Großbritanniens Türsteher
Frankreichs hartes Vorgehen gegen Migranten stößt auf Kritik
LONDON/PARIS – Sie rammen Flüchtlingsboote, setzen sie unter Wasser oder schlitzen sie auf: Französische Sicherheitskräfte fangen Migranten im Ärmelkanal offenbar mit rauen Methoden ab. Hintergrund ist ein Deal zwischen dem britischen Premier Rishi Sunak und dem französischen Präsidenten Emmanuel Macron.
„Stop the boats!“lautet die Forderung vom britischen Premier an den französischen Präsidenten. Dafür greift er seit einem Deal im März 2023 tief in die Tasche: Großbritannien zahlt Frankreich bis 2026 insgesamt 541 Millionen Euro. Das ist deutlich mehr als in den Jahren zuvor. Damit sollen Überwachungskameras, Drohnen und Boote für Abfangaktionen im Ärmelkanal finanziert werden. Das Ziel ist klar: Die Zahl der Grenzübertritte soll „drastisch“reduziert werden.

• [AUFGABENSTELLUNG] Können Sie den Ausgangstext über Frankreichs Vorgehen gegen Migranten im Ärmelkanal vollständig und Wort für Wort wiedergeben?

• [AUSGEWÄHLTE EINTRÄGE]
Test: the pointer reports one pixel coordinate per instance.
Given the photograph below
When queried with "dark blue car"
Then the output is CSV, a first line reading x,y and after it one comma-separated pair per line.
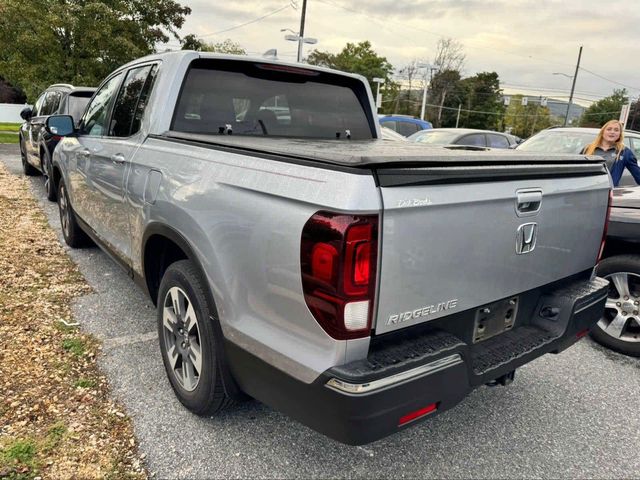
x,y
404,124
36,145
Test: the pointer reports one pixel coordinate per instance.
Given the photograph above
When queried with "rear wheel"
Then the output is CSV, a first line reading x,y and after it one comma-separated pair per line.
x,y
187,340
28,169
47,171
73,235
619,327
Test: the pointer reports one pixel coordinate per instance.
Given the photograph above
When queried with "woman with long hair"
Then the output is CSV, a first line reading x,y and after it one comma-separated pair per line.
x,y
609,144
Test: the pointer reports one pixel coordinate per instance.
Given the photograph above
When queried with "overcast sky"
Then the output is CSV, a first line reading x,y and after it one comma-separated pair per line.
x,y
525,41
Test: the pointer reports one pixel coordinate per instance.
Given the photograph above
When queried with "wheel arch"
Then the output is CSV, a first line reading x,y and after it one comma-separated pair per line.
x,y
165,241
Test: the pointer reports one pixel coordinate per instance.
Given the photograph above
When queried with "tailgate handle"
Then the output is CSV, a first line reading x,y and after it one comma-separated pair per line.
x,y
528,202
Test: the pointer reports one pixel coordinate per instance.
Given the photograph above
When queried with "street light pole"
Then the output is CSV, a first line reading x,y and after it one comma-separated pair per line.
x,y
573,86
301,33
378,80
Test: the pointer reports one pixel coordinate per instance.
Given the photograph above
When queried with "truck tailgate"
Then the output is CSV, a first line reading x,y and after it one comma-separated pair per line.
x,y
455,239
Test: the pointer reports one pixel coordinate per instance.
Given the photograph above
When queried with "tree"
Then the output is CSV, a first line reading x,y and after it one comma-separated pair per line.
x,y
11,94
355,58
525,120
191,42
605,109
449,60
483,101
79,42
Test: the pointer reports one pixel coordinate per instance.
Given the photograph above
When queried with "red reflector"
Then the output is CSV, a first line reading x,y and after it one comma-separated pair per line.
x,y
363,261
323,260
582,333
418,413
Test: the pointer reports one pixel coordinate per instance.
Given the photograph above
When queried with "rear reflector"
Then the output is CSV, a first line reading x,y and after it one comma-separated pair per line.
x,y
418,413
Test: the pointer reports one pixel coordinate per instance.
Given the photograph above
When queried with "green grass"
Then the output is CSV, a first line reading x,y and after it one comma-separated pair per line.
x,y
8,138
21,451
75,346
9,127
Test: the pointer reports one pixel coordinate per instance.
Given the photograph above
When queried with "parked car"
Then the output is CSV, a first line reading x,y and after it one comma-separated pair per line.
x,y
404,124
36,144
388,134
619,328
465,136
356,285
573,140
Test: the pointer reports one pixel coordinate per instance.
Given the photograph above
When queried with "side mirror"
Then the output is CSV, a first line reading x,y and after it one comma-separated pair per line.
x,y
61,125
26,113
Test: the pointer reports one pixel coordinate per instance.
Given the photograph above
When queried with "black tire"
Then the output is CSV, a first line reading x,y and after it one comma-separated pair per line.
x,y
73,235
28,169
185,334
47,171
619,328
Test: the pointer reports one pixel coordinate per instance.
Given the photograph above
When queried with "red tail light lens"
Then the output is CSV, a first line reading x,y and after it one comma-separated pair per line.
x,y
338,257
606,226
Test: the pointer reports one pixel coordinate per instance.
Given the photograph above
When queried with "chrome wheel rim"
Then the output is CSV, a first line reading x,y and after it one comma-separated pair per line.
x,y
64,210
621,319
181,336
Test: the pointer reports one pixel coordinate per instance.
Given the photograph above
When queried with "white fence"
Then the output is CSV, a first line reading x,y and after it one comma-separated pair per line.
x,y
10,112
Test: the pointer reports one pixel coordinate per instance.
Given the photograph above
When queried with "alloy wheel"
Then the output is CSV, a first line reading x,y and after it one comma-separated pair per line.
x,y
621,319
181,335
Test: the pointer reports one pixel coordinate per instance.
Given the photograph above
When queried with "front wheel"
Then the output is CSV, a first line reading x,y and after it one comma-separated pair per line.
x,y
28,169
73,235
619,327
187,340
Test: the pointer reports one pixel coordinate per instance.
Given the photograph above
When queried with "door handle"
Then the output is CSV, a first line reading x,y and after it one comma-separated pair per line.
x,y
118,159
528,202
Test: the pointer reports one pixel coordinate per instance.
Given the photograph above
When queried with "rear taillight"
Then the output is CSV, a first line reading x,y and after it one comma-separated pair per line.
x,y
606,227
338,256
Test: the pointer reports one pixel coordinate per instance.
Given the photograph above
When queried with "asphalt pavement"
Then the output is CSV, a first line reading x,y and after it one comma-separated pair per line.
x,y
573,415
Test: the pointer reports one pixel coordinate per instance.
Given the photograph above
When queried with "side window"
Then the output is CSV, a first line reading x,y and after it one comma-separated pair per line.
x,y
131,101
634,145
390,124
94,121
51,103
38,106
497,141
406,128
475,139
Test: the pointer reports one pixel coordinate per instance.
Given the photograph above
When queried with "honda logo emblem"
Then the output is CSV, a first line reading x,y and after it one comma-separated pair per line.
x,y
526,238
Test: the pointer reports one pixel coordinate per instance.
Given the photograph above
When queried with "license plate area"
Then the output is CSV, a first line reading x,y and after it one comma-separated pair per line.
x,y
494,319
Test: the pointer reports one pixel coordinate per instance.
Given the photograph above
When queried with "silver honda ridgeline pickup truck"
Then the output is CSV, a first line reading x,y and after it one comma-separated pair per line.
x,y
355,284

• [FERTIGE LÖSUNG]
Großbritanniens Türsteher
Frankreichs hartes Vorgehen gegen Migranten stößt auf Kritik
LONDON/PARIS – Sie rammen Flüchtlingsboote, setzen sie unter Wasser oder schlitzen sie auf: Französische Sicherheitskräfte fangen Migranten im Ärmelkanal offenbar mit rauen Methoden ab. Hintergrund ist ein Deal zwischen dem britischen Premier Rishi Sunak und dem französischen Präsidenten Emmanuel Macron.
„Stop the boats!“lautet die Forderung vom britischen Premier an den französischen Präsidenten. Dafür greift er seit einem Deal im März 2023 tief in die Tasche: Großbritannien zahlt Frankreich bis 2026 insgesamt 541 Millionen Euro. Das ist deutlich mehr als in den Jahren zuvor. Damit sollen Überwachungskameras, Drohnen und Boote für Abfangaktionen im Ärmelkanal finanziert werden. Das Ziel ist klar: Die Zahl der Grenzübertritte soll „drastisch“reduziert werden.